● **Tugas yang Diberikan 1**
Saring baris di bawah ini: baris mana saja yang memuat kata "wing"? Salin setiap baris tersebut.

● **Teks yang Diberikan**
Jumat, 07 September 2012

Sempurna Sama Dengan Narsis, Setuju?


Setiap orang ingin terlihat sempurna – baik itu secara kualitas maupun kuantitas, yang jelas hampir tidak ada orang di dunia ini yang ingin menampakan ketidak sempurnaannya. Saya pernah membicarakan ini dengan beberapa teman tentang apa dan kenapa setiap orang begitu terobsesi dengan kesempurnaan yang padahal sudah sering kali kita diingatkan bahwa tidak ada satupun manusia yang sempurna – begitu yang ditulis dan diajarkan dalam kitab serta agama. Tapi kenapa kecenderungan tiap orang untuk menyangkal ketidak sempurnaan mereka begitu besar?

Teman - teman saya ini berpendapat bahwa itu dikarenakan adanya sifat – sifat narcisistic (baca : narsis) yang dimiliki oleh setiap orang. Ya mungkin saja begitu, mengingat sebagai homo sapiens sapiens (atau “manusia purba yang moderen”, terdengar aneh ya?) kita cenderung memiliki kecintaan terhadap diri sendiri. Jika begitu, apakah ini semua hanya soal narsis atau tidak? Karena kalau, apakah para perempuan yang suka berdandan agak berlebihan juga termasuk ke dalam kategori narsis? Sedangkan di satu sisi, jika mereka tidak begitu kemungkinan terbesar pasangan mereka akan berpaling kepada perempuan lain yang jauh lebih mahir berdandan? Bukan bermaksud membela kepentingan feminim, tapi dalam kondisi seperti ini, sebenarnya siapa yang memiliki andil lebih besar? Mereka yang narsis? Atau mereka yang memaksa seseorang untuk narsis?

● **Tugas yang Diberikan 2**
Kutip ulang seluruh tulisan tentang kesempurnaan dan narsis di atas tanpa mengubah apa pun.

● **Baris yang Disediakan**

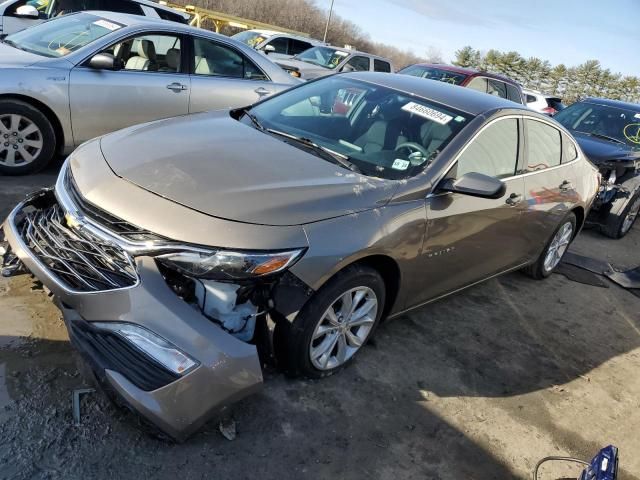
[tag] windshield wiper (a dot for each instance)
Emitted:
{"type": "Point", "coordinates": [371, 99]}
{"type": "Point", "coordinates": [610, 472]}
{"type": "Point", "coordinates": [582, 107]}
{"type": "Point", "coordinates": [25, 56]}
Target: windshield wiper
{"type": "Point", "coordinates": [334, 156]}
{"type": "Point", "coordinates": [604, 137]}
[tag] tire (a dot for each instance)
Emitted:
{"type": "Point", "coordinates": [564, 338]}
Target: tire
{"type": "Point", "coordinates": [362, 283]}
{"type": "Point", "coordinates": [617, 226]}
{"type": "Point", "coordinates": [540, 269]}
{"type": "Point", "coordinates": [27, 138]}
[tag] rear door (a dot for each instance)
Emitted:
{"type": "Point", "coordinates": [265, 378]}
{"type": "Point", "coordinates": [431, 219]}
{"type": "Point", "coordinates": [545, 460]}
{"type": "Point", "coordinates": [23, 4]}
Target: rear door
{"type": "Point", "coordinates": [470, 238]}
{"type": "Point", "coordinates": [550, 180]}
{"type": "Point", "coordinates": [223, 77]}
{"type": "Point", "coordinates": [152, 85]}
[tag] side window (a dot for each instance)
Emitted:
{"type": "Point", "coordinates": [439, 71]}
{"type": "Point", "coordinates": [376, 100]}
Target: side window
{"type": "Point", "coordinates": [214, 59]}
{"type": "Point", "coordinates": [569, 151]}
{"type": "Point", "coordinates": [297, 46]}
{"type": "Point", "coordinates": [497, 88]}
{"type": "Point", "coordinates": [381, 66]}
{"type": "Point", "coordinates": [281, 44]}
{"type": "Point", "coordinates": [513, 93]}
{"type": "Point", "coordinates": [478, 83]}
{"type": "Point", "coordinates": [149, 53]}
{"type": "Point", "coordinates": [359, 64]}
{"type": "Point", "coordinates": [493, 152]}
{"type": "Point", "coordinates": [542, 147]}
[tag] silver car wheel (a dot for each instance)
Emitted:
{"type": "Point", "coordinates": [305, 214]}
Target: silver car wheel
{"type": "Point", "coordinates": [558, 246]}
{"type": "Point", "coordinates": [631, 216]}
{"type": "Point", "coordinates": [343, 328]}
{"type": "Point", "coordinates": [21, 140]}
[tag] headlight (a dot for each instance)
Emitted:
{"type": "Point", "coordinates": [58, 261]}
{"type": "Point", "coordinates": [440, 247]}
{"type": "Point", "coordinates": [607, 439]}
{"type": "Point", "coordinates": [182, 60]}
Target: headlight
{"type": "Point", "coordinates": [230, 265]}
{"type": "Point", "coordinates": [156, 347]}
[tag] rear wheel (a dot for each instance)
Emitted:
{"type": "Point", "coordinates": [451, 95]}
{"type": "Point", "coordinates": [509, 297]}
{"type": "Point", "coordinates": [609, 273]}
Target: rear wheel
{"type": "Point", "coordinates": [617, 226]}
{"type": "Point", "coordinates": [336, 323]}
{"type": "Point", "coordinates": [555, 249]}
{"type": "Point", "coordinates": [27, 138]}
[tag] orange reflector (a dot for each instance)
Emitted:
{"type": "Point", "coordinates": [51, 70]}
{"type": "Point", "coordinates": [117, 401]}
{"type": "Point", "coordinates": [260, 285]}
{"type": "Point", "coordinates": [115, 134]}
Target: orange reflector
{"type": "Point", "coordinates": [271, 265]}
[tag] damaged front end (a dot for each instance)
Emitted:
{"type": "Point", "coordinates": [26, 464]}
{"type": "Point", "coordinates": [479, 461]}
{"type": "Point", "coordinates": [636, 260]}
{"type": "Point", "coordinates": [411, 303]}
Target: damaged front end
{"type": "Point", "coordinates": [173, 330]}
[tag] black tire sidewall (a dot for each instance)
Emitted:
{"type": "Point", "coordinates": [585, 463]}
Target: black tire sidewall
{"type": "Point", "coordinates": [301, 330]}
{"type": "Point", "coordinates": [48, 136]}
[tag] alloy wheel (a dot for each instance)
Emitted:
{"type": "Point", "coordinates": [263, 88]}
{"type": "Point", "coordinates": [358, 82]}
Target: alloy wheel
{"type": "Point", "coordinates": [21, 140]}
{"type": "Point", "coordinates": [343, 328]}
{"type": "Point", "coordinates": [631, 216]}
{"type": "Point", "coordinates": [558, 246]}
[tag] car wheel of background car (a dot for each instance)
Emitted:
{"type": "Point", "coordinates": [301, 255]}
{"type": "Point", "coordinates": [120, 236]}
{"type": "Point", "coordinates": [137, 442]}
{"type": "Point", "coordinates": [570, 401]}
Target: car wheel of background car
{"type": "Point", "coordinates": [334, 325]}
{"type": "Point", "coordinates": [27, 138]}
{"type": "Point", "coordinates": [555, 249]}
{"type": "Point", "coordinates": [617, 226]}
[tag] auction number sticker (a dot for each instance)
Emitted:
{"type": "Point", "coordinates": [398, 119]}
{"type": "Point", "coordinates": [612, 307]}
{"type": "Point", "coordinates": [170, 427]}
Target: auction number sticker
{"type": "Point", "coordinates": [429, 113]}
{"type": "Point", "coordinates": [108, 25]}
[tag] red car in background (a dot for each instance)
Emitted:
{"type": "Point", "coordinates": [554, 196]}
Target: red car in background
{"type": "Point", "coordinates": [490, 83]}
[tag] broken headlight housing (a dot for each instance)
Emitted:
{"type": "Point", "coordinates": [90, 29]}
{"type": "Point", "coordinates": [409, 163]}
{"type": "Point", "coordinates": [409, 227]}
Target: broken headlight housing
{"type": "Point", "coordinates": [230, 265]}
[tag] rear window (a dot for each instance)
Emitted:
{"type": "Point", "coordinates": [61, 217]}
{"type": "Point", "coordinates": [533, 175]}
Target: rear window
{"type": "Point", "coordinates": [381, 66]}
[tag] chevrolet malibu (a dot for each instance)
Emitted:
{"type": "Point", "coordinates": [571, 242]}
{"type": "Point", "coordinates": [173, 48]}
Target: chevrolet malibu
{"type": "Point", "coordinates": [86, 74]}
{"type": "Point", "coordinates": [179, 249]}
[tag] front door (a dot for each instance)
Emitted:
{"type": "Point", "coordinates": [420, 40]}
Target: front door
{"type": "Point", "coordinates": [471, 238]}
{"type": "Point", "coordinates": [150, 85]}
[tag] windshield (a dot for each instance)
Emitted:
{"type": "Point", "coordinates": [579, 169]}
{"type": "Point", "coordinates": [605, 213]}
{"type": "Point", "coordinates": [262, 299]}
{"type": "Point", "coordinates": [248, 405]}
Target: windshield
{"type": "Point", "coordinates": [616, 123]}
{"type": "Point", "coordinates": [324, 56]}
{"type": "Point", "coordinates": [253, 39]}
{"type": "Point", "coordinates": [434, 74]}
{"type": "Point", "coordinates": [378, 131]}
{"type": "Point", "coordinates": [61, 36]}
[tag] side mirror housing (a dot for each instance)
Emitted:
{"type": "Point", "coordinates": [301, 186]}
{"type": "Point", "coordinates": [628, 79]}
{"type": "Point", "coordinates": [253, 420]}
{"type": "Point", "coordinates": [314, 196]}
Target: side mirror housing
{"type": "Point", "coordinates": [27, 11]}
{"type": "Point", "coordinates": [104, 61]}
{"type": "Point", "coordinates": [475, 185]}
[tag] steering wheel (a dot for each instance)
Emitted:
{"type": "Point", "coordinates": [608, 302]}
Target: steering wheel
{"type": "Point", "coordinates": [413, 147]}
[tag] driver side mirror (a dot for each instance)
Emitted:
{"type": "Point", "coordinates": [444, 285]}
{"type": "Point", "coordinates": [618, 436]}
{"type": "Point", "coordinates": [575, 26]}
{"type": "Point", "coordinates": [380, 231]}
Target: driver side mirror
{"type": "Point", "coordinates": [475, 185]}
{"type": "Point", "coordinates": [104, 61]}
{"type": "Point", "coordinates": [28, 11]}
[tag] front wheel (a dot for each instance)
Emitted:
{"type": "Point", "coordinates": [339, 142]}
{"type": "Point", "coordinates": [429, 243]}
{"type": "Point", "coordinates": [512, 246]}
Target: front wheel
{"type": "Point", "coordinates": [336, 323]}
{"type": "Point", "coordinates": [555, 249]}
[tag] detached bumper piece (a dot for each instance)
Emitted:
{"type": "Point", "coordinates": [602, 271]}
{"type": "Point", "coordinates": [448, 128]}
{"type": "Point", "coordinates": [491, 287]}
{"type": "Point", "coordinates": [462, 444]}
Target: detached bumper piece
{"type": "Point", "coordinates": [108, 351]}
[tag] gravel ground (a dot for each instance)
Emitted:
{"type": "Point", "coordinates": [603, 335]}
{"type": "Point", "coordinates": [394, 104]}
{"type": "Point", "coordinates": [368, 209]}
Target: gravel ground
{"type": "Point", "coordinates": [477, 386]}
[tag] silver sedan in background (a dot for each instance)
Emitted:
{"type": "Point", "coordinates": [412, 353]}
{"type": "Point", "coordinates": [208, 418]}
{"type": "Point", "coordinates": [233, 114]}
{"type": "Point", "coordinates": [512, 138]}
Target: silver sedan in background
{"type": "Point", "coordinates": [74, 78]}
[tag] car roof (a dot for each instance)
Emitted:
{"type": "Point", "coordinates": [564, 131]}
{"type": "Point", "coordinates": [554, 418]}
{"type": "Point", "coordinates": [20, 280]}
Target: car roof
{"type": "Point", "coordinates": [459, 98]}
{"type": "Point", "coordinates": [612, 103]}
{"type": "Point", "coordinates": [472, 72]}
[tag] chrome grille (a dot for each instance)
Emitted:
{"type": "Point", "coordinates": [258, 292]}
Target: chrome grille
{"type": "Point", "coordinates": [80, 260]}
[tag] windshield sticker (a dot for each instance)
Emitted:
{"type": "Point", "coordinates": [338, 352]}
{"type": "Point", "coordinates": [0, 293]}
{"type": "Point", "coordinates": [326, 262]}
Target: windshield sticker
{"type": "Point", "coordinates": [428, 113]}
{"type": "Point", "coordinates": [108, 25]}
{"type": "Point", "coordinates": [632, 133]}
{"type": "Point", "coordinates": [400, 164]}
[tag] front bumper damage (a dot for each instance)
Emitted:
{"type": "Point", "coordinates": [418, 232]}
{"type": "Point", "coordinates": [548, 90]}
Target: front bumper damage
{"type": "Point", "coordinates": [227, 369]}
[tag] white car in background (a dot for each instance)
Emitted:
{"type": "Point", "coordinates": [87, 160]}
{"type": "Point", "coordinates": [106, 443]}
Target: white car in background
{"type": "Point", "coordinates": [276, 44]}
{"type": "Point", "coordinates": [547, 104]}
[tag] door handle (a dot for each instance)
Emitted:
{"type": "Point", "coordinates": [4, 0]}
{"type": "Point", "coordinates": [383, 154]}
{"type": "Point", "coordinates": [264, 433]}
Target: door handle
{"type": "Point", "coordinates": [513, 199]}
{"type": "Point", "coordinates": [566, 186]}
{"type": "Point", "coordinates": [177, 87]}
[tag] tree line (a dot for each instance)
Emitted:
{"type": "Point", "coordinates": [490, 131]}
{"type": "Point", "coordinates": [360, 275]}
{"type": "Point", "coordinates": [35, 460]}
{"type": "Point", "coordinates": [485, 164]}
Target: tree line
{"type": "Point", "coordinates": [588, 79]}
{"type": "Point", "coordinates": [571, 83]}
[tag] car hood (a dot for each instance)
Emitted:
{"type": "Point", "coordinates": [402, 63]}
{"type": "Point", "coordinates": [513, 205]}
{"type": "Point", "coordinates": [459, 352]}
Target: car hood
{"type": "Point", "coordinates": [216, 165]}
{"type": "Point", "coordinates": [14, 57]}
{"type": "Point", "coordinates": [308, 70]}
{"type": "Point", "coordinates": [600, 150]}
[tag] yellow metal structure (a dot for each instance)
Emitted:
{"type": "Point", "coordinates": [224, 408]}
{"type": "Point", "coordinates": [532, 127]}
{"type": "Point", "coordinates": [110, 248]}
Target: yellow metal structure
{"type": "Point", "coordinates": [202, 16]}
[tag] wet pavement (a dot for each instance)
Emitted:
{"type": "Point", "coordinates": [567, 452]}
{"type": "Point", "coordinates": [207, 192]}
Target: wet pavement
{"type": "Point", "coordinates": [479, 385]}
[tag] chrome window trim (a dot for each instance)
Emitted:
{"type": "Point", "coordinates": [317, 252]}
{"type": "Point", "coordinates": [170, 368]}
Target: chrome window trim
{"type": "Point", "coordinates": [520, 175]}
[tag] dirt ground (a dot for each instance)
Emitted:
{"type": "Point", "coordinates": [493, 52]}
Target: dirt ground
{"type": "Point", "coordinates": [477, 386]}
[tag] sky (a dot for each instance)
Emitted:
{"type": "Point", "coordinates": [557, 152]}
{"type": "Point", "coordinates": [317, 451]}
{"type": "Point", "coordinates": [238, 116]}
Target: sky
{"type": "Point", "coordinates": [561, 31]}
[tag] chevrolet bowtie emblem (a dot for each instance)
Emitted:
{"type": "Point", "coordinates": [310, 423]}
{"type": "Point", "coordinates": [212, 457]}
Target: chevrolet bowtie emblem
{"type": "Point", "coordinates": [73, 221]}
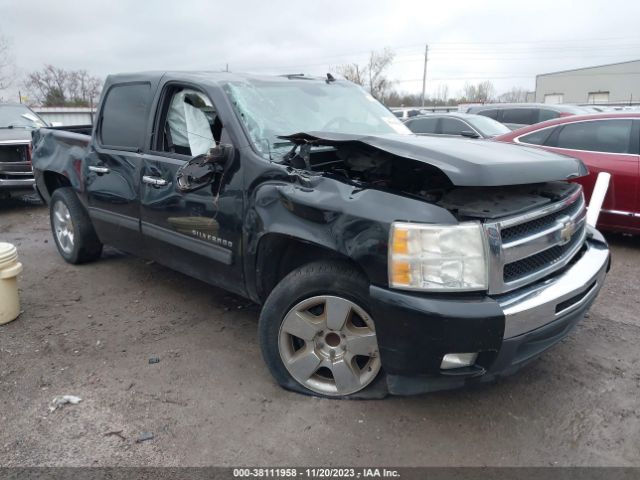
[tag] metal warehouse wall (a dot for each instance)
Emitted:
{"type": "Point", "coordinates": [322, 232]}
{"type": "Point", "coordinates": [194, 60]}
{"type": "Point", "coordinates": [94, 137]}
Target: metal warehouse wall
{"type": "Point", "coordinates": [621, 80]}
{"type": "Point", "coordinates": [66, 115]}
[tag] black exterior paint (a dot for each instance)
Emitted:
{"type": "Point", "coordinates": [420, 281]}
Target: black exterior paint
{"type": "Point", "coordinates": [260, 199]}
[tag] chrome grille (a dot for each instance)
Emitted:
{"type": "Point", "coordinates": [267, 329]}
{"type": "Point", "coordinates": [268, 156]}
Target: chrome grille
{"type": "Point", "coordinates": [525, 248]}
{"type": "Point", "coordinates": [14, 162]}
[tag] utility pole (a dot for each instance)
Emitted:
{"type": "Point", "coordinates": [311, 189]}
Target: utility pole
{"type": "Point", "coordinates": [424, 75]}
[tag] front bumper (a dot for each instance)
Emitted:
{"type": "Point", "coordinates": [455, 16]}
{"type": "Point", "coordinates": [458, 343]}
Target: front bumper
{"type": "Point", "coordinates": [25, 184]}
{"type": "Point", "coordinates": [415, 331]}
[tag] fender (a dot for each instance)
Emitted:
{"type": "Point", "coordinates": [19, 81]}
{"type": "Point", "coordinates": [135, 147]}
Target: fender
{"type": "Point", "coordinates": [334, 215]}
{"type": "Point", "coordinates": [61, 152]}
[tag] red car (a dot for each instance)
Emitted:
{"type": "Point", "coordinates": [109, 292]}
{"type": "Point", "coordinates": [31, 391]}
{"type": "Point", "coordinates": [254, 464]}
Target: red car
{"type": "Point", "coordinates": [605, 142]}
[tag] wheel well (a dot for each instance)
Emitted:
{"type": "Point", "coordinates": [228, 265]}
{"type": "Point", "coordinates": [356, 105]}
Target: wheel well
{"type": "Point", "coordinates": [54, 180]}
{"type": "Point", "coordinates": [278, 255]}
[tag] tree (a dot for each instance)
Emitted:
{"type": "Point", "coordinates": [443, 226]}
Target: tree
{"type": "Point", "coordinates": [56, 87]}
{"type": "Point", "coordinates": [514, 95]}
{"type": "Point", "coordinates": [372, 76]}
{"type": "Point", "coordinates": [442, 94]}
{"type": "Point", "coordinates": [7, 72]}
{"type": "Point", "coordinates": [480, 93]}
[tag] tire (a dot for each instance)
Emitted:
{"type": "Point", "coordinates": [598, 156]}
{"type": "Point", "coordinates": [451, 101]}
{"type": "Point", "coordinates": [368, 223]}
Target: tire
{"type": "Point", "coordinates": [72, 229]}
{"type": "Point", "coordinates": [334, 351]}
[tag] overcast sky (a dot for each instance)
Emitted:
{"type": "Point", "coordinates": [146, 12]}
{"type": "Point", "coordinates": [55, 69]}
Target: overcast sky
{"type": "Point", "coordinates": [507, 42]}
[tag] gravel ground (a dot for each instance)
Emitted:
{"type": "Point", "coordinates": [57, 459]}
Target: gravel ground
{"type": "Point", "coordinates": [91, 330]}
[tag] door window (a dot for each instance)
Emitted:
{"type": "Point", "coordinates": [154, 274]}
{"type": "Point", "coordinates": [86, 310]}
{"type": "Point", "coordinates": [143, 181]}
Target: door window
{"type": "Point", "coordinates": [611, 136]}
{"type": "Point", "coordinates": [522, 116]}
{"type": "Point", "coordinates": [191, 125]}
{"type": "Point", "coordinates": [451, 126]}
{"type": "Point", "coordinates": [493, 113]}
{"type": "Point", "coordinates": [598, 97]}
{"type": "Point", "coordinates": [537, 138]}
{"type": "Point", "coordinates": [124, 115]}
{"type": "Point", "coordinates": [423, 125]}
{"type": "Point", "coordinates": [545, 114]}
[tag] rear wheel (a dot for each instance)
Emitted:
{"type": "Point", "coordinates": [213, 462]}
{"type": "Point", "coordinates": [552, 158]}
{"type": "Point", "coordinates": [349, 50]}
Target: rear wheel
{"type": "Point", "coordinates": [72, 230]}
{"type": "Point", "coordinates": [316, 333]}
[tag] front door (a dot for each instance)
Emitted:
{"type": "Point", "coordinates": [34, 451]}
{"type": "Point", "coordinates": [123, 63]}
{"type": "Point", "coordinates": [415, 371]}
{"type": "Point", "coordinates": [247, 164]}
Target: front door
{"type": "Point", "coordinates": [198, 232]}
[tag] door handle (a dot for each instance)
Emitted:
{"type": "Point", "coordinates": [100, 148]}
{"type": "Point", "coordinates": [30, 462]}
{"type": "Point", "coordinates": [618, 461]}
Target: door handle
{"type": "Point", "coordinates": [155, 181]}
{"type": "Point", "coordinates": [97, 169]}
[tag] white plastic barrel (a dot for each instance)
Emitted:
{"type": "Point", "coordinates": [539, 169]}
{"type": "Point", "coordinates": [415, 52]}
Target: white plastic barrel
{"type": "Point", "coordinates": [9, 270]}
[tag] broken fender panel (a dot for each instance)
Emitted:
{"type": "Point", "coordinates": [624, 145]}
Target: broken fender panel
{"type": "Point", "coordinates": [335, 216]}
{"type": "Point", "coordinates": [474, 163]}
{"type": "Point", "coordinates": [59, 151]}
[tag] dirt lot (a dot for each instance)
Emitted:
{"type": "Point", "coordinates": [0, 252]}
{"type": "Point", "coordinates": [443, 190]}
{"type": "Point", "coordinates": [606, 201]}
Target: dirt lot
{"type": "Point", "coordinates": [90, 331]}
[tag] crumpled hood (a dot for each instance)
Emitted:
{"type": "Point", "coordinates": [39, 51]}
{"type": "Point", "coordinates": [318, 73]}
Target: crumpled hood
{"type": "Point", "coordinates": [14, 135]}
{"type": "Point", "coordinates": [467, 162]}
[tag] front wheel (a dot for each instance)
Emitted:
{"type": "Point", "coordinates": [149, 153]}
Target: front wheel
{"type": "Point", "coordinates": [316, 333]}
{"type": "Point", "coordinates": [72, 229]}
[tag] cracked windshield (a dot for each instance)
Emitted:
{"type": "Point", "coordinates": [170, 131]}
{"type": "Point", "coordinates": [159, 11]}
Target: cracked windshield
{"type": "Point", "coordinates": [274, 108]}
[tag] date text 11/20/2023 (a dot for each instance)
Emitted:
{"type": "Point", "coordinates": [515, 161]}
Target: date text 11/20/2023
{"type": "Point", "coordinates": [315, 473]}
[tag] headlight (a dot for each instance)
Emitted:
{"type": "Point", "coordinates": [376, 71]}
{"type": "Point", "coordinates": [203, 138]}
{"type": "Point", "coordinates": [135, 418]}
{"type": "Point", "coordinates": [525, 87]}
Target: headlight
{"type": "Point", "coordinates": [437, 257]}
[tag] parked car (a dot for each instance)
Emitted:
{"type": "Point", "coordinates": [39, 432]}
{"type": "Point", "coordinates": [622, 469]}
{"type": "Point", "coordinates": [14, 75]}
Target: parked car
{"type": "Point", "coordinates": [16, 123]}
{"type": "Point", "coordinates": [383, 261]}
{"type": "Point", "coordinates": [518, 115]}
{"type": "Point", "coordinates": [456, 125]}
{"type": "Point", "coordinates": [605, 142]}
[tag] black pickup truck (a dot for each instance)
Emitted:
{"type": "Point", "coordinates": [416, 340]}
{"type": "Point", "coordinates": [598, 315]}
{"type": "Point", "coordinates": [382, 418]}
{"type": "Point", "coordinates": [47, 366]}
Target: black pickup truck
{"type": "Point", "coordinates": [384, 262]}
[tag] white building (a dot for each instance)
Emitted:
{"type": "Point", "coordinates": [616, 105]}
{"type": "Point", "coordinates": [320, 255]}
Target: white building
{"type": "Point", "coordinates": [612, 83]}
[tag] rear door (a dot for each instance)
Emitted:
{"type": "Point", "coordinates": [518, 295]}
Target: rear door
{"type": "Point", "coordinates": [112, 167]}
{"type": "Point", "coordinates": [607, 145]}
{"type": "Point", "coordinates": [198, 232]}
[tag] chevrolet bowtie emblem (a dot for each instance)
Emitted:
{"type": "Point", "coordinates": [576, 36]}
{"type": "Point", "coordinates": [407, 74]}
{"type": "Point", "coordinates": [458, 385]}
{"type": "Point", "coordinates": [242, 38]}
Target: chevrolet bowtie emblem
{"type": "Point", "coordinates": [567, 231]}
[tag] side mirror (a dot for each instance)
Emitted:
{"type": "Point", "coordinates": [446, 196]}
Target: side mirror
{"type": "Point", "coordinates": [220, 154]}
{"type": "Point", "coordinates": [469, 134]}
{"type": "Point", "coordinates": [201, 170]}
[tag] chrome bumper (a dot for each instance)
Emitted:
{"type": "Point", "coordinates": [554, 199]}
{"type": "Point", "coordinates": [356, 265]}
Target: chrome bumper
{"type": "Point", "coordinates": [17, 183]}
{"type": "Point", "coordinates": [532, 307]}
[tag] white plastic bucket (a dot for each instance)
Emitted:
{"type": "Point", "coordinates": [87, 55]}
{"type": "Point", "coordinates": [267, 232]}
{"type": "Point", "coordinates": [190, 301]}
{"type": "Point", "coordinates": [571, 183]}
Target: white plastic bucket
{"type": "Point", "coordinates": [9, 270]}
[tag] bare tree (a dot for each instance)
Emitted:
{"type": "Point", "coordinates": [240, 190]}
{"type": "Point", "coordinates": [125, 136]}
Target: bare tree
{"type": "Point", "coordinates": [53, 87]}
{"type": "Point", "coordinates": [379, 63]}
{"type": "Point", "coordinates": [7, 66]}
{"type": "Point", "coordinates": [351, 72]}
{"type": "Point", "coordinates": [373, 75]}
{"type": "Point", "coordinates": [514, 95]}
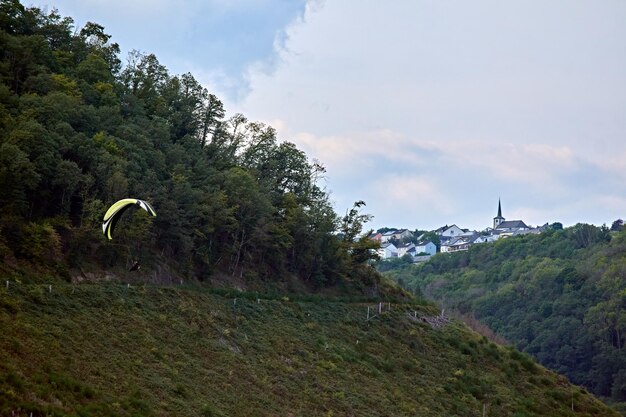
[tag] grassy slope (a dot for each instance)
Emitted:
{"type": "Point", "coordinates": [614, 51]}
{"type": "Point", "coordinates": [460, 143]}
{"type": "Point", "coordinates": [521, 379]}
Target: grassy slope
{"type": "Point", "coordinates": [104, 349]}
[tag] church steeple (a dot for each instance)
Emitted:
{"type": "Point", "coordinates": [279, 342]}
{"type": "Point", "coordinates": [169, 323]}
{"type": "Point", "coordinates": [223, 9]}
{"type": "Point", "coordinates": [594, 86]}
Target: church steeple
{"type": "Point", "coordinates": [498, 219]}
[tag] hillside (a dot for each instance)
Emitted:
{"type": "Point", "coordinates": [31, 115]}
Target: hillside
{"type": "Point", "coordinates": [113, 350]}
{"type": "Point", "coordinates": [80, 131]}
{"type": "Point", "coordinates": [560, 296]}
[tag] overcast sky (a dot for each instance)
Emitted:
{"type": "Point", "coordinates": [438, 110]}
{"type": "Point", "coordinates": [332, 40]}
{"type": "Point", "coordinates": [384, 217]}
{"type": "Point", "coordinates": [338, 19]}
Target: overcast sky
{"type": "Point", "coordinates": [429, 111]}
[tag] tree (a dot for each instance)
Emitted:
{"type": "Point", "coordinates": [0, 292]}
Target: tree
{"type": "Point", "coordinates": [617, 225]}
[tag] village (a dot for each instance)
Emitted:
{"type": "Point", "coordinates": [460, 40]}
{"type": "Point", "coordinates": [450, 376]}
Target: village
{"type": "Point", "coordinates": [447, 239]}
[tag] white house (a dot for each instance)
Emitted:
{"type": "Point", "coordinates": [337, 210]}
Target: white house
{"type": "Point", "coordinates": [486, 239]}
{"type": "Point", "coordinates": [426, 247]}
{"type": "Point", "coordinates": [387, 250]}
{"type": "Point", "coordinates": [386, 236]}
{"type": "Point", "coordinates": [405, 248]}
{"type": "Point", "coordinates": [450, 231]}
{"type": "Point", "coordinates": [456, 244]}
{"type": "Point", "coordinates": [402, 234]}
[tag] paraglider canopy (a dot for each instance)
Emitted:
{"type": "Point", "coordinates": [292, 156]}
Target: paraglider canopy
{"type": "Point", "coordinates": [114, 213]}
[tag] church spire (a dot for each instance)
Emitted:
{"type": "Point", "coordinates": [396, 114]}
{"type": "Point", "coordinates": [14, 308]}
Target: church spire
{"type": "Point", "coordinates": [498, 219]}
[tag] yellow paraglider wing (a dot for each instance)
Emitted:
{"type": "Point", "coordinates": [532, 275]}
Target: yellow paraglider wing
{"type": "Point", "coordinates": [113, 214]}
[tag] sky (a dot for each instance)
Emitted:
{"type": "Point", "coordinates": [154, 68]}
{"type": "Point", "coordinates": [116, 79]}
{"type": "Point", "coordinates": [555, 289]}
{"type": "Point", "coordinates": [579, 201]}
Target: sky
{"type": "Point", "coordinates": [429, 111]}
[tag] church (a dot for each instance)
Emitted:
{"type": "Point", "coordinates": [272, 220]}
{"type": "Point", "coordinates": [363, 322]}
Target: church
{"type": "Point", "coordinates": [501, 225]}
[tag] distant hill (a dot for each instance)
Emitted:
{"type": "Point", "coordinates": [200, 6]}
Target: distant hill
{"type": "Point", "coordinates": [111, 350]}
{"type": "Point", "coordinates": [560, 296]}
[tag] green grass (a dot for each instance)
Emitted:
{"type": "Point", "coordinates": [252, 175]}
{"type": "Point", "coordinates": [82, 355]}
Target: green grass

● **Jawaban Lengkap 1**
[tag] yellow paraglider wing (a dot for each instance)
Target: yellow paraglider wing

● **Jawaban Lengkap 2**
Jumat, 07 September 2012

Sempurna Sama Dengan Narsis, Setuju?


Setiap orang ingin terlihat sempurna – baik itu secara kualitas maupun kuantitas, yang jelas hampir tidak ada orang di dunia ini yang ingin menampakan ketidak sempurnaannya. Saya pernah membicarakan ini dengan beberapa teman tentang apa dan kenapa setiap orang begitu terobsesi dengan kesempurnaan yang padahal sudah sering kali kita diingatkan bahwa tidak ada satupun manusia yang sempurna – begitu yang ditulis dan diajarkan dalam kitab serta agama. Tapi kenapa kecenderungan tiap orang untuk menyangkal ketidak sempurnaan mereka begitu besar?

Teman - teman saya ini berpendapat bahwa itu dikarenakan adanya sifat – sifat narcisistic (baca : narsis) yang dimiliki oleh setiap orang. Ya mungkin saja begitu, mengingat sebagai homo sapiens sapiens (atau “manusia purba yang moderen”, terdengar aneh ya?) kita cenderung memiliki kecintaan terhadap diri sendiri. Jika begitu, apakah ini semua hanya soal narsis atau tidak? Karena kalau, apakah para perempuan yang suka berdandan agak berlebihan juga termasuk ke dalam kategori narsis? Sedangkan di satu sisi, jika mereka tidak begitu kemungkinan terbesar pasangan mereka akan berpaling kepada perempuan lain yang jauh lebih mahir berdandan? Bukan bermaksud membela kepentingan feminim, tapi dalam kondisi seperti ini, sebenarnya siapa yang memiliki andil lebih besar? Mereka yang narsis? Atau mereka yang memaksa seseorang untuk narsis?